EXERCISE OBJECTIVE. Rewrite the material below with every occurrence of "a point per instance" changed to "one point per instance". Keep everything else the same.

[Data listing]
▬▬▬

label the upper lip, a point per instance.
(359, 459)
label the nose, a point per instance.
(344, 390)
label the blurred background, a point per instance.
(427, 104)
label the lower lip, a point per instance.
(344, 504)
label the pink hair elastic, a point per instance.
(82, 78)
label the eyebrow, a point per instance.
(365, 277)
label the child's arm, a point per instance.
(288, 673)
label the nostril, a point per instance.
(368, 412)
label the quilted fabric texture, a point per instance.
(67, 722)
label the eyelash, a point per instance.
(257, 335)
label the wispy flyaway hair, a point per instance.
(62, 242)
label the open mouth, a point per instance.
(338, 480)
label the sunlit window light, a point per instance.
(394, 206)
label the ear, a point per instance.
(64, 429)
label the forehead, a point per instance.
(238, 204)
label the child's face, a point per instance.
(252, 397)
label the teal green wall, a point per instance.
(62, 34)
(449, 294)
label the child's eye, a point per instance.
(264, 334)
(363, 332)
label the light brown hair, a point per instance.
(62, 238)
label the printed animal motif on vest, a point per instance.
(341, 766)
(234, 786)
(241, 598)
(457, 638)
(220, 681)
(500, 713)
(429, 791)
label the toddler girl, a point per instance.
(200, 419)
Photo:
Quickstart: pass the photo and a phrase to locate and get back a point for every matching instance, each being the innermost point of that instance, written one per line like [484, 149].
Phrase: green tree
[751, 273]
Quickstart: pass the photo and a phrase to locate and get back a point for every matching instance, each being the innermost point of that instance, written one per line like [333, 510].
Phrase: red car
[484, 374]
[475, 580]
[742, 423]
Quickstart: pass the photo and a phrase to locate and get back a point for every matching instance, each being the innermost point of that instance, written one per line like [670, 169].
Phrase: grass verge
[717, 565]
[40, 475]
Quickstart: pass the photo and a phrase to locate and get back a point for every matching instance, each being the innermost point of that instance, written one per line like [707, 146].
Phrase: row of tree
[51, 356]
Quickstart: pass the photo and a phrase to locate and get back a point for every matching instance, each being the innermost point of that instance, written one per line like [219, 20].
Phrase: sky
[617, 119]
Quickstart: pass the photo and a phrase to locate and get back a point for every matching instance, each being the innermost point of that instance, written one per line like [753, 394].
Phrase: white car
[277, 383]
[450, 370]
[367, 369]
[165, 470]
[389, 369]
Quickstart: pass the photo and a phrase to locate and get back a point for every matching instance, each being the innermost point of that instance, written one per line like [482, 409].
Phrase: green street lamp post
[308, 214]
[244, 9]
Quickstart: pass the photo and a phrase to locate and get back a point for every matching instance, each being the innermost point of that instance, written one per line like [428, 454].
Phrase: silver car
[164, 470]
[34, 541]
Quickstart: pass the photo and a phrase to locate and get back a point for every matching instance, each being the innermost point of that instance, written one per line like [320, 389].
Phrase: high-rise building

▬▬▬

COMPLETED EXERCISE.
label the upper lip, one point per instance.
(359, 459)
label the nose, one point per instance.
(344, 390)
label the blurred background, one point per instance.
(427, 104)
label the lower lip, one point per instance.
(344, 504)
label the pink hair elastic, one point per instance.
(82, 78)
label the eyebrow, one point per instance.
(365, 277)
label the child's arm, one point per instance.
(288, 673)
label the nostril, one point per instance.
(368, 412)
label the quilted fabric texture, one point per instance.
(67, 722)
label the eyelash, one point per instance.
(257, 335)
label the wispy flyaway hair, one point per instance.
(62, 242)
label the open mouth, one point per instance.
(338, 480)
label the sunlit window light, one point per instance.
(394, 206)
label the ear, one point per instance.
(64, 429)
label the forehead, one point per instance.
(238, 204)
label the child's face, one point per instance.
(252, 397)
label the teal green wall, one point per instance.
(62, 34)
(449, 294)
label the child's eye, one point per instance.
(264, 334)
(363, 332)
label the light brown hair, one point per instance.
(62, 238)
label the printed animal motif on vest, one point per instance.
(341, 766)
(234, 786)
(241, 598)
(457, 638)
(220, 681)
(500, 713)
(429, 791)
label the toddler girl, one point per instance.
(200, 419)
Photo:
Quickstart: pass the photo and a phrase to locate and get back a point for every matching instance, each being the innermost point of that instance, written one per line like [484, 149].
Phrase: green tree
[751, 273]
Quickstart: pass the photo and a phrase to locate and get back a point for every matching instance, each being the innermost point of that instance, written one per line like [333, 510].
Phrase: red car
[484, 374]
[475, 580]
[742, 423]
Quickstart: pass the photo and a phrase to locate and get back a point for every matching instance, each being the innermost point of that instance, written one per line like [670, 169].
Phrase: grass verge
[717, 565]
[40, 475]
Quickstart: pass the photo and a phrase to locate and get back a point for every matching instance, each being the innermost point of that instance, written one per line like [707, 146].
Phrase: row of tree
[51, 356]
Quickstart: pass the photo and a phrase to locate and get back a point for every matching instance, each being the innermost point of that instance, written one per line like [219, 20].
Phrase: sky
[617, 119]
Quickstart: pass the photo and a phrase to locate and get back a point for every matching instance, each being the innermost point of that instance, written one per line like [753, 394].
Phrase: white car
[277, 383]
[450, 370]
[367, 369]
[165, 470]
[389, 369]
Quickstart: pass the photo and a phrase to locate and get back a point for every matching instance, each being the innermost point of that instance, written one per line like [482, 409].
Phrase: green street lamp post
[308, 214]
[244, 9]
Quickstart: pass the photo and a phrase to locate and get back a point for every matching instance, each being the innermost point of that instance, written one per line like [428, 454].
Phrase: silver car
[164, 470]
[34, 541]
Quickstart: pass the photo and a phrase to locate and get back a point for every matching instance, each being the innermost point of that instance, written one per line like [320, 389].
Phrase: high-rise building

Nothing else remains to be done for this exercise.